Records contained in a dataset
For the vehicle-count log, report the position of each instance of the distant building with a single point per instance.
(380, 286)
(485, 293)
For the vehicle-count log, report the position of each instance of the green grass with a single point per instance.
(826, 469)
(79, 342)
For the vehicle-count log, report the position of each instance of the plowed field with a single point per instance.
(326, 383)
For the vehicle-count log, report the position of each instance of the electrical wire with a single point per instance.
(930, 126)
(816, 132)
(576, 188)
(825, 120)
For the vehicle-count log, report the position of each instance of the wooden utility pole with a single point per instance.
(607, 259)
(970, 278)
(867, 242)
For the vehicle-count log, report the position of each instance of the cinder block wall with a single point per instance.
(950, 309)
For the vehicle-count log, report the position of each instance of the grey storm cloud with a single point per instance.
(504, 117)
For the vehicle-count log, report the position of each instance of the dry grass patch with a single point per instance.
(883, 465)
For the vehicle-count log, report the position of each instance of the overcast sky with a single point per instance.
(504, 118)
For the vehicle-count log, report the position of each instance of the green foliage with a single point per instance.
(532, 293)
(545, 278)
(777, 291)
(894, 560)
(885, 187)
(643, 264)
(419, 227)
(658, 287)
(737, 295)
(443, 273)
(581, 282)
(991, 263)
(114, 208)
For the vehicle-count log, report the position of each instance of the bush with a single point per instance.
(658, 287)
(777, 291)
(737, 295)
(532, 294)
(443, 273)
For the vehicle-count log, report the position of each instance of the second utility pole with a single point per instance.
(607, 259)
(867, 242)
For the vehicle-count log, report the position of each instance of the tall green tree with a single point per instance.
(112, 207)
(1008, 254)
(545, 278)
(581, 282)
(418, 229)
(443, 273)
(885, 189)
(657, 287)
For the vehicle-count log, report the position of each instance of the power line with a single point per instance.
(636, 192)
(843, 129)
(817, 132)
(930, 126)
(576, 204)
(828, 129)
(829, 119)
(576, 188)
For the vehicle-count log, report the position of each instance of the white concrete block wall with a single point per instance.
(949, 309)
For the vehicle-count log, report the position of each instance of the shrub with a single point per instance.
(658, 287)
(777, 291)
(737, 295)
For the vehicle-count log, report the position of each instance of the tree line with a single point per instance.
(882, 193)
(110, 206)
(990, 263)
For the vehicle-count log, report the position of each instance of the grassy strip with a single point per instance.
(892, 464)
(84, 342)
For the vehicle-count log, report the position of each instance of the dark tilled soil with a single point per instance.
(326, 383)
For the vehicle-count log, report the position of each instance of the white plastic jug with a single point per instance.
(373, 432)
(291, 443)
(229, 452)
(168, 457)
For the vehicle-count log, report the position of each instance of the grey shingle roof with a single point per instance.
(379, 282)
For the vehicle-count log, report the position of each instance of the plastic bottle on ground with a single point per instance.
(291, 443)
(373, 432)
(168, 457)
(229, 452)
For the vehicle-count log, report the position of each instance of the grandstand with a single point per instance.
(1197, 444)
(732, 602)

What you have to do:
Repeat each line of the data exactly, missing none.

Response to this task:
For the vehicle-count log, report the position of each instance of the distant building with a single point per instance.
(380, 286)
(485, 293)
For the vehicle-count log, report the position of each instance of the green grass with a single point per instance.
(826, 469)
(79, 342)
For the vehicle-count log, report the position of each instance of the plowed field with a single point per instance.
(326, 383)
For the vehicle-count log, report the position of each instance of the electrical wire with a single point per instance.
(930, 126)
(816, 132)
(576, 188)
(825, 120)
For the vehicle-count log, report the position of each instance of the wooden utility pole with a single point per instance.
(607, 259)
(970, 278)
(867, 242)
For the vehicle-count log, report the position of each instance of the cinder block wall with a single point per instance.
(950, 309)
For the vehicle-count log, report the position of each instance of the grey storm cloud with a single point per instance.
(504, 117)
For the vehicle-count log, report the position of each instance of the dry grass patch with a single point per instance.
(883, 465)
For the vehicle-count log, report the position of each instance of the overcast sky with a single point per instance.
(504, 118)
For the vehicle-count log, report the position of each instance of the green foliage with a single point per instance.
(532, 293)
(545, 278)
(777, 291)
(894, 560)
(885, 187)
(643, 264)
(419, 227)
(658, 287)
(737, 295)
(443, 273)
(581, 282)
(991, 263)
(114, 208)
For the vehicle-count log, report the position of each instance of the bush with a single point per instance.
(658, 287)
(777, 291)
(737, 295)
(532, 294)
(443, 273)
For the vehicle-count log, report the position of each instance of the second utility pole with a single point per instance.
(607, 259)
(867, 242)
For the vehicle-count log, report the position of each instance of the tall green tree with a single point per instance.
(112, 207)
(1008, 254)
(545, 278)
(581, 282)
(418, 229)
(443, 273)
(885, 189)
(657, 287)
For the vehicle-count log, report the position of each instance of the power line with a single point per instance.
(636, 192)
(843, 129)
(817, 132)
(930, 126)
(576, 204)
(828, 129)
(829, 119)
(576, 188)
For the vehicle-count log, report the position of each instance of the white concrete block wall with a single point per instance.
(949, 309)
For the vehicle-count log, report the position of each instance of the shrub with a single point per instance.
(658, 287)
(777, 291)
(737, 295)
For the vehicle-count log, report the position of each instance of the tree line with a single point per instance.
(882, 193)
(110, 206)
(990, 263)
For the vehicle-count log, report the position of each instance of the grassy strip with a single point per instance.
(892, 464)
(84, 342)
For the vehicle-count log, report the position of each instance of the dark tilled soil with a single point per instance.
(326, 383)
For the vehicle-count log, report the position of each instance of the white plastic jug with a single point per instance.
(373, 432)
(291, 443)
(229, 452)
(168, 457)
For the vehicle-count log, report the position of each instance of the grey shingle roof with a single point per instance.
(379, 282)
For the vehicle-count log, report the position of each instance of the plastic bottle on ground with a single point per instance.
(291, 443)
(373, 432)
(168, 457)
(229, 452)
For the vehicle-count log, report the position of each instance of the grandstand with a single point per instance.
(1197, 444)
(732, 602)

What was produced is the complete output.